Job: Repeat every line below exactly, word for word.

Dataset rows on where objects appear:

-.-.-

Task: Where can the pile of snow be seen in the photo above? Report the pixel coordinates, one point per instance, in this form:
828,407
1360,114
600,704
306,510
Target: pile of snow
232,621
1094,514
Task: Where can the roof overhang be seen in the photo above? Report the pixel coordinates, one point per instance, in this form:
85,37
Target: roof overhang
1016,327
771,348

-.-.-

Response:
Task: Where can the pile of snow be seen in the photo above? Report the pixel coordinates, one point per instance, in this form:
828,407
1360,114
600,704
306,510
Target: pile of snow
232,621
1094,514
Task: Where can the roof overhang be seen in the photo above? Report the pixel coordinates, one point per instance, in this form:
85,37
Target: roof overhang
1016,327
771,348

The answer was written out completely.